**Stuk tekst**
Waterbeheer en watertoets
Het is wettelijk verplicht een watertoets uit te voeren. Dit is een procedure waarbij de initiatiefnemer in een vroeg stadium overleg voert met de waterbeheerder over het ruimtelijke planvoornemen. De watertoets heeft als doel te voorkomen dat nieuwe ruimtelijke ontwikkelingen plaatsvinden die in strijd zijn met duurzaam waterbeheer. Het waterkwantiteits- en waterkwaliteitsbeheer binnen het plangebied wordt gevoerd door Waterschap Rivierenland. Tevens beheert zij de waterkeringen en in het Zuid-Hollandse deel van haar beheergebied de wegen, niet zijnde rijks- of provinciale wegen buiten de bebouwde kom. De rioleringstaak binnen het plangebied valt onder de verantwoordelijkheid van de gemeente Giessenlanden. In het kader van de watertoets en het wettelijk vooroverleg is deze waterparagraaf overlegd met het Waterschap waarna de opmerkingen zijn verwerkt in dit bestemmingsplan.
Nationaal beleid
Nationaal Waterplan 2009-2015
Voor een duurzaam en klimaatbestendig watersysteem is het van belang bij ruimtelijke ontwikkelingen rekening te houden met waterhuishoudkundige eisen op korte en lange termijn. Om een duurzaam en klimaatbestendig watersysteem te bereiken, moet water bepalender dan voorheen zijn bij de besluitvorming over grote opgaven op het terrein van verstedelijking, bedrijvigheid en industrie, landbouw, natuur, landschap en recreatie. De mate waarin water bepalend is bij ruimtelijke ontwikkelingen hangt af van de aard, omvang en urgentie van de wateropgave in relatie tot andere opgaven, aanwezige functies en bodemgesteldheid, en andere kenmerken in dat gebied. Speerpunten zijn de duurzame zoetwatervoorziening, schoner water met een natuurlijke inrichting en de waterveiligheid.

(Verwijzingen naar benoemde objecten)
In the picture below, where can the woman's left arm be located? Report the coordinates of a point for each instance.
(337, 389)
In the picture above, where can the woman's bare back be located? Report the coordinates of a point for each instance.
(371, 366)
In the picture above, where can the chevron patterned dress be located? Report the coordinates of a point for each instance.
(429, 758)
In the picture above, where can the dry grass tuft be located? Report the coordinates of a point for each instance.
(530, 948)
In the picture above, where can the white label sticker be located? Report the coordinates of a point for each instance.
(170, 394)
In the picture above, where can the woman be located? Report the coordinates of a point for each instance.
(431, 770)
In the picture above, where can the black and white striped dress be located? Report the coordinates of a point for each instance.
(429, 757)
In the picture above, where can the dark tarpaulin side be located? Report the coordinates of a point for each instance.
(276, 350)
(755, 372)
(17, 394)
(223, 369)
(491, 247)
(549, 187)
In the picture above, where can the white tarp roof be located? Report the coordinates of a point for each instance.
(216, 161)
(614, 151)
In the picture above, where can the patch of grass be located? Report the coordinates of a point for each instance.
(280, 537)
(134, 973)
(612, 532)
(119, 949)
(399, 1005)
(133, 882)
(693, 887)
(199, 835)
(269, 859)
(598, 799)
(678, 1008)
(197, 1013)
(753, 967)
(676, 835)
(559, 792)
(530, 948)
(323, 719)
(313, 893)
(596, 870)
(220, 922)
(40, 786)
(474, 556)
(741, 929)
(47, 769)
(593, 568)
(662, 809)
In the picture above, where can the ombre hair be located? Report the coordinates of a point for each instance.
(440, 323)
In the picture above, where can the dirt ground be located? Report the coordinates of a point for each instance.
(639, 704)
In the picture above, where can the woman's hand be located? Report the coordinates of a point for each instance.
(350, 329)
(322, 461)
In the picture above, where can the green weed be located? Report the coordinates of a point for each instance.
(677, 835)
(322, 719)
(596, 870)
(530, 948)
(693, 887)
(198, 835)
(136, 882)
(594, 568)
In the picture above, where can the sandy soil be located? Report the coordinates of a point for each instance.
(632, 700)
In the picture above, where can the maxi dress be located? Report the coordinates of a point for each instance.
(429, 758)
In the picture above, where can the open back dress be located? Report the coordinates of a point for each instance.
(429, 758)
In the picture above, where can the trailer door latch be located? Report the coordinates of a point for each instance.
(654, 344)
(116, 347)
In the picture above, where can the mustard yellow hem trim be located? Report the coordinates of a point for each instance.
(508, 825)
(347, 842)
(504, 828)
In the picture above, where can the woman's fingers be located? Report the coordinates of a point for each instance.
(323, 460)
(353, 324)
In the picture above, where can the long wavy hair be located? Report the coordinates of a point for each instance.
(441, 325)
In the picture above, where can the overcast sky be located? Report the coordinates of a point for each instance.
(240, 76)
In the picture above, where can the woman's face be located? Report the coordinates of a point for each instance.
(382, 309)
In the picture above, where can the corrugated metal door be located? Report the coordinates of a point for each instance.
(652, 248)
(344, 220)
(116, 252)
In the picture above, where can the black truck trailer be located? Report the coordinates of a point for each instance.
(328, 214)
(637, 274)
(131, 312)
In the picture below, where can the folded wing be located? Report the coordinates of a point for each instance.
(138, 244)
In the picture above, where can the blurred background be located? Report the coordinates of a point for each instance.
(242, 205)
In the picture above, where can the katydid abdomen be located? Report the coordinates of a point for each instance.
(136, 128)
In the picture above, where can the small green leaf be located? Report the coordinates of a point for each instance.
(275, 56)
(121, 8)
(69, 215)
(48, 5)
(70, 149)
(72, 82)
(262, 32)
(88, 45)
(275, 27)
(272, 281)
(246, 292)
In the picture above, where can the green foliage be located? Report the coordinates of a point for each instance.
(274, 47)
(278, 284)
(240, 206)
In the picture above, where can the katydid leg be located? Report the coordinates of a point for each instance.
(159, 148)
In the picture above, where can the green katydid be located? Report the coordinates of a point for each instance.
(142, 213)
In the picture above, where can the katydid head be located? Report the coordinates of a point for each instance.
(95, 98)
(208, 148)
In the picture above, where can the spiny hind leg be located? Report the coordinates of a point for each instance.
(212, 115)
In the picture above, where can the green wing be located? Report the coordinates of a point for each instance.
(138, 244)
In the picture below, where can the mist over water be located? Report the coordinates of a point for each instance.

**Opdracht**
Ga verder met de tekst over waterbeheer en de watertoets, na de laatste zin die er staat. De lijst heeft niets met de tekst te maken.

**Antwoord**
Belangrijk hierbij is het anticiperen op klimaatveranderingen in plaats van reageren en het voorkomen van afwenteling van knelpunten door toepassing van de drietrapsstrategie eerst vasthouden, dan bergen en dan pas aan- en/of afvoeren van water. Bij het creëren van meer ruimte voor water is combineren met andere functies gewenst en moet zoveel mogelijk worden aangesloten bij ruimtelijke ontwikkelingen.
Kabinetsstandpunt Anders omgaan met water, waterbeleid in de 21e eeuw (2000)
Dit kabinetsstandpunt, grotendeels gebaseerd op het Advies van de Commissie Waterbeheer 21e eeuw (WB21), beschrijft de nieuwe aanpak van het waterbeheer, met name in thema's als veiligheid en wateroverlast. Belangrijk is het anticiperen op klimaatveranderingen in plaats van reageren en het voorkomen van afwenteling van knelpunten door toepassing van de drietrapsstrategie eerst vasthouden, dan bergen en dan pas aan- en/of afvoeren van water. Bij het creëren van meer ruimte voor water is combineren met andere functies gewenst en moet zoveel mogelijk worden aangesloten bij ruimtelijke ontwikkelingen.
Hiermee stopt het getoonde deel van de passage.